Render every line of the items below as a numbered list, skipping any blank lines and leaving out the pictures.

# # # # #

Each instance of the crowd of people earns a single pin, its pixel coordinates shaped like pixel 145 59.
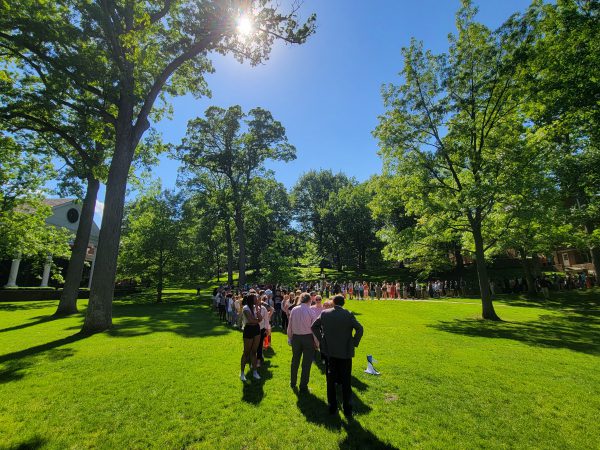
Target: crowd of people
pixel 318 327
pixel 313 327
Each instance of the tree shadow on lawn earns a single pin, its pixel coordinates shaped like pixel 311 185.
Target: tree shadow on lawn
pixel 48 348
pixel 27 305
pixel 13 365
pixel 188 319
pixel 577 332
pixel 316 411
pixel 584 300
pixel 357 384
pixel 36 321
pixel 29 444
pixel 253 391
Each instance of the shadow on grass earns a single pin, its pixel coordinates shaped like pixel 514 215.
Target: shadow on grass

# # # # #

▸ **OUTPUT FOR THIS EXERCISE**:
1. Each instance of the crowd of people earns a single pin, its pixel coordinates shaped like pixel 145 59.
2. Target: crowd of people
3. pixel 318 327
4. pixel 313 327
5. Each instance of the tree shadow on lawn earns a single pin, its pixel coordinates shaped like pixel 311 185.
6. Target: tree shadow on lawn
7. pixel 48 348
8. pixel 27 305
9. pixel 13 365
10. pixel 188 319
11. pixel 577 332
12. pixel 316 411
13. pixel 584 300
14. pixel 357 384
15. pixel 36 321
16. pixel 29 444
17. pixel 253 391
18. Each instance of the shadow on grass earns a single pin, its pixel coordinates shaped like pixel 514 215.
19. Target: shadow on grass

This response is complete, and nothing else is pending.